> [Dataset records]
----------------

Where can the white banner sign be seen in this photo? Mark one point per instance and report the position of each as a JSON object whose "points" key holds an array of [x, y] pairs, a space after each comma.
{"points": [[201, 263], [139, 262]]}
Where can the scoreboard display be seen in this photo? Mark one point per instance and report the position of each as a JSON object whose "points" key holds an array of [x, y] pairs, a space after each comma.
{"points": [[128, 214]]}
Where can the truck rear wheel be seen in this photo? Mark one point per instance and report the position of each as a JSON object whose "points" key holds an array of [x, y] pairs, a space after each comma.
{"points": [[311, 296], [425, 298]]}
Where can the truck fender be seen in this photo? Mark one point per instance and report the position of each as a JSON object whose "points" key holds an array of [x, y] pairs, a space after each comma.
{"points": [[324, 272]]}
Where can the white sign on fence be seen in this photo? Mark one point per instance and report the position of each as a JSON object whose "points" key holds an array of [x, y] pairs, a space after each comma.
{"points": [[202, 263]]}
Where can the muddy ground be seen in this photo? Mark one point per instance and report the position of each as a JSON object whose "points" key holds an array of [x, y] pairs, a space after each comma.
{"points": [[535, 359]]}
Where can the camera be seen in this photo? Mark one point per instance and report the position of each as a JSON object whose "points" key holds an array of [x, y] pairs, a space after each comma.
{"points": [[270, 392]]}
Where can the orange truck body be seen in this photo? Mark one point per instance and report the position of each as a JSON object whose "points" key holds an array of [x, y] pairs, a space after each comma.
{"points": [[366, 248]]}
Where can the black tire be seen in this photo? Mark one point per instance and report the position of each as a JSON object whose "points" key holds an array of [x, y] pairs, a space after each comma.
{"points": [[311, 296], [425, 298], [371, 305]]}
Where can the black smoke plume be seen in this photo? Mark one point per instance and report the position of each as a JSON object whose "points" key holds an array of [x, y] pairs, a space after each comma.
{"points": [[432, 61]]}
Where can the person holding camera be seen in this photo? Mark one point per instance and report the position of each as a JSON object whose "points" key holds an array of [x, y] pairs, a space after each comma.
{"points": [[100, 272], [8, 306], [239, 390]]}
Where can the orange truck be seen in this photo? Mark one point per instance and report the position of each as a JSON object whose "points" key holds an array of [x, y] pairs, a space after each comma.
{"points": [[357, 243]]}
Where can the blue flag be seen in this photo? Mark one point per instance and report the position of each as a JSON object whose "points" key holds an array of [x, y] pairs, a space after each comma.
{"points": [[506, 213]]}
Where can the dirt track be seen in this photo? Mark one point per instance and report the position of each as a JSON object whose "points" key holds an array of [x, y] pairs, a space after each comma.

----------------

> [Exercise aim] Recast all the items above as a numbered list, leaving out any blank lines.

> [Output of the exercise]
1. Where can the white banner sign be seen in this photo? Mark one point per instance and report the position of each as a JSON object whose "points" key holds an array of [x, y] pairs, a space after each comma.
2. {"points": [[201, 263], [139, 262]]}
3. Where can the scoreboard display be seen in this photo? Mark one point per instance and report the position of each as a JSON object whose "points" key holds an array of [x, y] pairs, a space after each comma.
4. {"points": [[128, 214]]}
5. Where can the truck rear wheel be seen in this photo? Mark one point per instance and report the position of each as a JSON object whose "points" key holds an array of [x, y] pairs, a space after each comma.
6. {"points": [[311, 296], [425, 298]]}
7. Where can the truck fender be seen in this photo? Mark one point per instance and report the position of each as a JSON object whose "points" key holds an array of [x, y] pairs, a space after each comma.
8. {"points": [[324, 272]]}
9. Where can the white sign on fence be seen in this photo? Mark one point per instance and report the position of each as a JSON object whose "points" key holds an array of [x, y] pairs, a space after each comma.
10. {"points": [[202, 263]]}
11. Where can the muddy ground be seen in this photo? Mark one point per instance and report the position of each as a JSON object whose "points" key holds an array of [x, y] pairs, a space after each comma.
12. {"points": [[535, 359]]}
13. Where can the camera be seen in this photo? Mark one point per instance and report the position of each as a JSON object whose "points" key holds an array of [x, y] pairs, a space after each comma.
14. {"points": [[270, 392]]}
15. Where can the orange truck body be seen in this photo? Mark one point per instance and report the position of each as a JSON object whose "points" key holds an array of [x, y] pairs, a space after each comma.
16. {"points": [[366, 248]]}
17. Where can the black tire be seen in this photo? Mark one point per instance and report the position of each as a JSON object whose "points" key holds an array of [x, y] pairs, a space after each comma.
18. {"points": [[311, 296], [425, 298], [371, 305]]}
19. Where can the black smoke plume be seen in this photo? Mark one point per instance and report the position of each as a JSON object whose "points" key holds an array of [x, y] pairs, a space after each comma.
20. {"points": [[432, 61]]}
21. Where can the person holding camera be seen in this photo? Mark one point per instance and report the position of each as a JSON object whose "points" key holds an array of [x, y] pairs, a space after each comma.
22. {"points": [[100, 272], [8, 306], [239, 390]]}
23. Where can the orange truck be seen in this photo? Mark one point per instance and report the position of each as a JSON object whose "points" key holds an array of [x, y] pairs, a space after each comma.
24. {"points": [[357, 243]]}
25. Where can the blue flag be seen in this photo? Mark one point per instance and report the position of each as a JSON object whose "points" key holds an array of [x, y] pairs, a space after each comma.
26. {"points": [[506, 213]]}
27. Where can the dirt track be seen in this photo? Mark one point per instance and report the position of each as a JSON object whose "points" key holds an array of [x, y] pairs, a space after each comma.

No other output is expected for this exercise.